Text for analysis >>

——————

= An apple a day keeps the doctor away =

19th-century English proverb

"One apple a day keeps the doctor away" is a common English-language proverb that appeared in the 19th century, advocating for the daily consumption of apples. By extension, the broader implication is "if one eats healthful foods, one will remain in good health and will not need to see the doctor often."

==Origin==
A variant of the proverb, "Eat an apple on going to bed, and you'll keep the doctor from earning his bread" was recorded as a Pembrokeshire saying in 1866. The modern phrasing, "An apple a day keeps the doctor away", began usage at the end of the 19th century, with early print examples found as early as 1887.

==Scientific background==

A 2013 study using computer modelling compared eating apples with taking a common daily cholesterol-lowering drug to estimate risk of cardiovascular diseases. The computer model estimated that eating an apple a day was generally comparable for people over age 50 years to using a statin drug to reduce low-density lipoprotein cholesterol, concluding that eating an apple a day "is able to match modern medicine and is likely to have fewer side effects," while having similar annual cost.

——————

Data listing >>
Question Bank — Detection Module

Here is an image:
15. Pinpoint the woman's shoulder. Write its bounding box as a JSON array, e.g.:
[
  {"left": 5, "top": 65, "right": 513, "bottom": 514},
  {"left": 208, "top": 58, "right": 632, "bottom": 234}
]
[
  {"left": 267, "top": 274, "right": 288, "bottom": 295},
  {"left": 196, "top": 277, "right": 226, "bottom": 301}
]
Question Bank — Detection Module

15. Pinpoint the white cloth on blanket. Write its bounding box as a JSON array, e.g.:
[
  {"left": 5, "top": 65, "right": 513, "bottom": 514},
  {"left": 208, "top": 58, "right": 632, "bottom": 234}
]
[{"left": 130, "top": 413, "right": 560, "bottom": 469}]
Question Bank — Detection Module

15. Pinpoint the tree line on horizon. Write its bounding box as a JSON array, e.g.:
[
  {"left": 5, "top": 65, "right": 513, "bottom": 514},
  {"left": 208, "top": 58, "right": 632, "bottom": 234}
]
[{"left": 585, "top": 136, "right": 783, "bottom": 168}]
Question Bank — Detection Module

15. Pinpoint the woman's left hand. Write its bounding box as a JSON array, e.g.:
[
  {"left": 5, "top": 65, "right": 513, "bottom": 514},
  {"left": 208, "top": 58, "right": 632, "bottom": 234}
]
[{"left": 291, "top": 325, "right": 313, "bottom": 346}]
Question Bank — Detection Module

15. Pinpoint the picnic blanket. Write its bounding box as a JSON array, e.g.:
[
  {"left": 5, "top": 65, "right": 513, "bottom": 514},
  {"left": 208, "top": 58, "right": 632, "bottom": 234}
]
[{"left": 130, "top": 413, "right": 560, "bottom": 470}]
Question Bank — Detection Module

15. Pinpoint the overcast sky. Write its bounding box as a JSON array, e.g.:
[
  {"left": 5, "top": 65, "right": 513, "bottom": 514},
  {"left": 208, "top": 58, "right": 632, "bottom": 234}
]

——————

Your goal >> Carry on the article about the proverb "An apple a day keeps the doctor away" from the point where it stops, keeping its encyclopedic style.

Answer to the exercise >>
A 2015 study found apple eaters "were more likely, in the crude analysis, to keep the doctor (and prescription medications) away." When they adjusted for "sociodemographic and health-related characteristics, however, the association was no longer statistically significant". The study also found that people who ate an apple a day used fewer prescription medications.

===Nutritional content of an apple===

A USDA-standard medium-size (100 gram) raw apple is 86% water and 14% carbohydrates with negligible content of fat and protein, and supplies 52 calories of food energy. It contains a moderate amount of dietary fiber, but otherwise has a low level of micronutrients.